(Region annotation items)
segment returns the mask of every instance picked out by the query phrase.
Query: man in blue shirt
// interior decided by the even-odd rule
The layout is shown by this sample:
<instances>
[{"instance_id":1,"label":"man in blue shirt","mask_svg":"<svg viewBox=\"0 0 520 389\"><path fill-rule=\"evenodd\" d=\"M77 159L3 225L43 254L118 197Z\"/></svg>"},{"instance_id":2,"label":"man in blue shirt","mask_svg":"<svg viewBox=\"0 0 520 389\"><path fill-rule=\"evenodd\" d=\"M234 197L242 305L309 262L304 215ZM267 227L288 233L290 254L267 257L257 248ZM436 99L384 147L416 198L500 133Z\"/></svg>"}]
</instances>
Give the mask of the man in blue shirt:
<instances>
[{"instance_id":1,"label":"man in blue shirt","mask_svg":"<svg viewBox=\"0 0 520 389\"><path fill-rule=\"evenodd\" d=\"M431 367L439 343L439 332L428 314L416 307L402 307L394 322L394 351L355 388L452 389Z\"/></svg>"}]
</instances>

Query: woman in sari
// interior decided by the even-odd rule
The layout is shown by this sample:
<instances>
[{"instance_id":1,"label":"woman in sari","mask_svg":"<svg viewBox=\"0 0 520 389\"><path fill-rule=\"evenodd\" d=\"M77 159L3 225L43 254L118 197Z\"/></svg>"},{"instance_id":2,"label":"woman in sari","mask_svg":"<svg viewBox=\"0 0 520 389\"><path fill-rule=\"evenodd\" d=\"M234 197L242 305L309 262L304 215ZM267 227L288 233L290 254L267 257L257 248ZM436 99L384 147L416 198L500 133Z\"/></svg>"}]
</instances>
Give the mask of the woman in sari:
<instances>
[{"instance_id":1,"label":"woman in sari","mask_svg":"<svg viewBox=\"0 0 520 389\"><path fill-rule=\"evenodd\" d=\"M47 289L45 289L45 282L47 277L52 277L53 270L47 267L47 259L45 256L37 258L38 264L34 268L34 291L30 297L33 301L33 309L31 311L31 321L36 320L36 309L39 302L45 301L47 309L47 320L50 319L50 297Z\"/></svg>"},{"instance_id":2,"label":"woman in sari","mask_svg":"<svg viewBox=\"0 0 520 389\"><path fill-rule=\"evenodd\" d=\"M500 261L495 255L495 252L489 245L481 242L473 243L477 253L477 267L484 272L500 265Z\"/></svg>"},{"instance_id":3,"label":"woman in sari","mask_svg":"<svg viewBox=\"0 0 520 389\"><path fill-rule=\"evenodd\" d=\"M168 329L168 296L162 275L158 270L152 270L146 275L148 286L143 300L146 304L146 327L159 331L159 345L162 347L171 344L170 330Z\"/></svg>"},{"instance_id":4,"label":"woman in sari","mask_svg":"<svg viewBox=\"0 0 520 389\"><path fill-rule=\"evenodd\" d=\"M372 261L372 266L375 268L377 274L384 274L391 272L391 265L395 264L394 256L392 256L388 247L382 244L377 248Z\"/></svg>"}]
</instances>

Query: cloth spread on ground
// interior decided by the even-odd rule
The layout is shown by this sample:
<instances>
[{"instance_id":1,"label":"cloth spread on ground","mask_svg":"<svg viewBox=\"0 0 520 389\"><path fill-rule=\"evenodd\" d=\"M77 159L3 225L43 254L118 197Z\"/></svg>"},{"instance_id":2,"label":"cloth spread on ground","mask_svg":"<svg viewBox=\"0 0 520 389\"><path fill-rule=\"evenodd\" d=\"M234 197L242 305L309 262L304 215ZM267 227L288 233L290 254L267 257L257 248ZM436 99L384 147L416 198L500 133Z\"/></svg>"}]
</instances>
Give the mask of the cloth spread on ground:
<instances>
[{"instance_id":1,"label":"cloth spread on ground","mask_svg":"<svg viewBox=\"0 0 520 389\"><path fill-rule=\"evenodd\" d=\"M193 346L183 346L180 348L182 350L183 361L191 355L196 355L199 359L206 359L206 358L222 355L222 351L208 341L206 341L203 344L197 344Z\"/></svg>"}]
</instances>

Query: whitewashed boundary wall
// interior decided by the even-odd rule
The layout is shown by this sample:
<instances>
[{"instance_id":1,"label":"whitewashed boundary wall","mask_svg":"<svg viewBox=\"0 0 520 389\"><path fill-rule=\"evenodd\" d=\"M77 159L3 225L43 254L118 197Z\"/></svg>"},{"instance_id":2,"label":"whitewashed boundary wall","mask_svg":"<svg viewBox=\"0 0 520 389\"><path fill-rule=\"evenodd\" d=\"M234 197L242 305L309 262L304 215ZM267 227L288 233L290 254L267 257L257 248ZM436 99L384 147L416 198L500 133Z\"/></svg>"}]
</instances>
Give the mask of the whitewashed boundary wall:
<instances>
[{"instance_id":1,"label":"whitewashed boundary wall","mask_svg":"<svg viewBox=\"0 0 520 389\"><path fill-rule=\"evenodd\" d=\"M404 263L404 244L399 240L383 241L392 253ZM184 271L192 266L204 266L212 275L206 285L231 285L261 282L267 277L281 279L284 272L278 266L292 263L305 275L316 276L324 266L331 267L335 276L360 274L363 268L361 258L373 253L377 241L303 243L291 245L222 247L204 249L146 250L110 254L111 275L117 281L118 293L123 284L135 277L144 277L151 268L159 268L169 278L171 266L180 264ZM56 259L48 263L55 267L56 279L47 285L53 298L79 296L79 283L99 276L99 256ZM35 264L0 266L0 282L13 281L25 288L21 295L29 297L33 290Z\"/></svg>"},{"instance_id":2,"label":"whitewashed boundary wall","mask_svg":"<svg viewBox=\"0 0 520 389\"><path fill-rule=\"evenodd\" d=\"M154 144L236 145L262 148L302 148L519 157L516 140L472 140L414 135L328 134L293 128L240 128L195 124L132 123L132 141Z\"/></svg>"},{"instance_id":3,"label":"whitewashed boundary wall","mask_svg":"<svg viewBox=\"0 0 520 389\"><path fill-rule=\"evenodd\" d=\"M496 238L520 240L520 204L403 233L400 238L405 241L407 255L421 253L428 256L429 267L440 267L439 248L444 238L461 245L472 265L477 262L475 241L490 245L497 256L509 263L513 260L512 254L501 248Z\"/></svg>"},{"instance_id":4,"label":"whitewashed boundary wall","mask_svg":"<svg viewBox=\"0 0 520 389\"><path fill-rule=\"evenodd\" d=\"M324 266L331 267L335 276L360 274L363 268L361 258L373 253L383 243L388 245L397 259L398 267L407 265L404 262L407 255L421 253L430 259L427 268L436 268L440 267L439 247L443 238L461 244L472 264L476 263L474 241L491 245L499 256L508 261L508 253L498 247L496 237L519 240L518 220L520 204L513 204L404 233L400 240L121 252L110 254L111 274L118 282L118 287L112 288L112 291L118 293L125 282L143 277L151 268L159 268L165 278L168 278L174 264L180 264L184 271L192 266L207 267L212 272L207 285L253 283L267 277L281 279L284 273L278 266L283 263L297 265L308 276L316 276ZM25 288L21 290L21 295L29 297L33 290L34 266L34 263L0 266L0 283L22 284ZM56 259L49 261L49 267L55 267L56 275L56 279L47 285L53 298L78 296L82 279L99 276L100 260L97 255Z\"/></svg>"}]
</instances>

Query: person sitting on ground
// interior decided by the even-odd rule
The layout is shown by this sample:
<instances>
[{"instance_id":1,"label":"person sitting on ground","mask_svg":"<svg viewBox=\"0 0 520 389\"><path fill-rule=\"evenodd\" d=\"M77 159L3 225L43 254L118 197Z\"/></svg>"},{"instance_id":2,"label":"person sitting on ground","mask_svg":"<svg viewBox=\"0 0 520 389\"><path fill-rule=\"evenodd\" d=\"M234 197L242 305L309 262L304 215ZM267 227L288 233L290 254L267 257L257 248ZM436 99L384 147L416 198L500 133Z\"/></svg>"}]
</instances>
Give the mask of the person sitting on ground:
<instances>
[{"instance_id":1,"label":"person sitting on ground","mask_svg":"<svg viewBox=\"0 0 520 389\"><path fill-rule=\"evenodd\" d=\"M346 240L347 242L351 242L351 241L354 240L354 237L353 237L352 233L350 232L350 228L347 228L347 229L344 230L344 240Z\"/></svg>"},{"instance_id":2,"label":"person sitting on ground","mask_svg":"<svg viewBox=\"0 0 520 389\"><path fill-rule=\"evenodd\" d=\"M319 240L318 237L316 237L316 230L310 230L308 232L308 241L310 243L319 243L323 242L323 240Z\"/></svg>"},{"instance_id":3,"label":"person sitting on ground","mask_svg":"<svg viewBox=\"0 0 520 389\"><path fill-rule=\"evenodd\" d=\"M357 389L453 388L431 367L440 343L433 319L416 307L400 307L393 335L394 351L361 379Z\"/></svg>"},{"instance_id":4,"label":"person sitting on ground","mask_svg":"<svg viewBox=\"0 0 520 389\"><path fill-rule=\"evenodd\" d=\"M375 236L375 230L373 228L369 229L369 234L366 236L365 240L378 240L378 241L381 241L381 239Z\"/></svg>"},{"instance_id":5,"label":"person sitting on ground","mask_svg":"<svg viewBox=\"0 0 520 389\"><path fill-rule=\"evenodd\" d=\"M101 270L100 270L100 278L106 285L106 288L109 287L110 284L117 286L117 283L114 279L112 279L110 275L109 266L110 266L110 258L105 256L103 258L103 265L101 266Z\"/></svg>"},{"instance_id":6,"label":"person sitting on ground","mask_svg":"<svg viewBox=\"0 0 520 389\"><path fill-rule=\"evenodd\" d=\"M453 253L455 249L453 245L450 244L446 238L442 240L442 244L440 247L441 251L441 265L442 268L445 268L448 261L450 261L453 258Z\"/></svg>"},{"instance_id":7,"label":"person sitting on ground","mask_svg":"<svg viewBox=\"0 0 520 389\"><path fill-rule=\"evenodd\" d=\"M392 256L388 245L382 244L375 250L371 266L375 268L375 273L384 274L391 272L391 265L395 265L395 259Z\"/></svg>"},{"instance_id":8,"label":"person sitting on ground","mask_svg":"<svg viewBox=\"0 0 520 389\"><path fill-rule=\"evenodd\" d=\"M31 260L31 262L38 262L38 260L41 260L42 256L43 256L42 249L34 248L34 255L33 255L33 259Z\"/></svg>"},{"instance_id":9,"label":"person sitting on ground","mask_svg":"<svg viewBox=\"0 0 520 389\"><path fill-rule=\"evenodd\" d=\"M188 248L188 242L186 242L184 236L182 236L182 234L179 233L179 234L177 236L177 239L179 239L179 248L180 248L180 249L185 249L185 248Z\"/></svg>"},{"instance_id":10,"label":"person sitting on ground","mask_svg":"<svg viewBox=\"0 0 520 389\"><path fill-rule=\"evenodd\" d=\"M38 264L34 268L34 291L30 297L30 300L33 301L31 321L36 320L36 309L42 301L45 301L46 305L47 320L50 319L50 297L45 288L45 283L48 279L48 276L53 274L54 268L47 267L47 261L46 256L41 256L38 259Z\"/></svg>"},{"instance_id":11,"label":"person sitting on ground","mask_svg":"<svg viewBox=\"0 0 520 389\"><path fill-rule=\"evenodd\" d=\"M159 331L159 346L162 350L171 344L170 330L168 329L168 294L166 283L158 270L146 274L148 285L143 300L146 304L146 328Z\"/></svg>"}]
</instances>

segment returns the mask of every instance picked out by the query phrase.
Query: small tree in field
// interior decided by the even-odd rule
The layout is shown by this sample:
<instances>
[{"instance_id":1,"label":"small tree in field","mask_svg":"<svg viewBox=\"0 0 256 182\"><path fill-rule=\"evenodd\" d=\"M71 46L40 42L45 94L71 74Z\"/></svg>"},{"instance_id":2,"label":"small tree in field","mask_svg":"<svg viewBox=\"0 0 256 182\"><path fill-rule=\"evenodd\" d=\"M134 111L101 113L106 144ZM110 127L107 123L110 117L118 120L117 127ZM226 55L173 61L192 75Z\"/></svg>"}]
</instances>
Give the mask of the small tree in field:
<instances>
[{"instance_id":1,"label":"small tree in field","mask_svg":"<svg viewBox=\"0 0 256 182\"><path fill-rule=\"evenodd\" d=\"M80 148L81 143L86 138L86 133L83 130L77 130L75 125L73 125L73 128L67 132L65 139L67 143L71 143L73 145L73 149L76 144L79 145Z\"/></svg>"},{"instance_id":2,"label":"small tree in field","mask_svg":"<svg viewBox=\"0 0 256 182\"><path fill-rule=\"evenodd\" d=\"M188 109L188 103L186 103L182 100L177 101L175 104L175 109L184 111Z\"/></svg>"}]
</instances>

• **TASK TO COMPLETE**
Retype, character for character, the lines of the material that begin with the line containing "Query: person sitting on ground" and end with the line containing "Give the mask of the person", both of those lines included.

• **OUTPUT BELOW**
Query: person sitting on ground
// interior decided by the even-odd rule
The layout is shown by this sample:
<instances>
[{"instance_id":1,"label":"person sitting on ground","mask_svg":"<svg viewBox=\"0 0 520 389\"><path fill-rule=\"evenodd\" d=\"M77 159L3 225L43 254L118 197Z\"/></svg>"},{"instance_id":2,"label":"person sitting on ground","mask_svg":"<svg viewBox=\"0 0 520 389\"><path fill-rule=\"evenodd\" d=\"M234 197L242 305L309 262L304 215ZM267 227L288 233L290 254L267 257L257 248ZM436 99L384 147L416 198L500 133Z\"/></svg>"}]
</instances>
Give the mask of the person sitting on ground:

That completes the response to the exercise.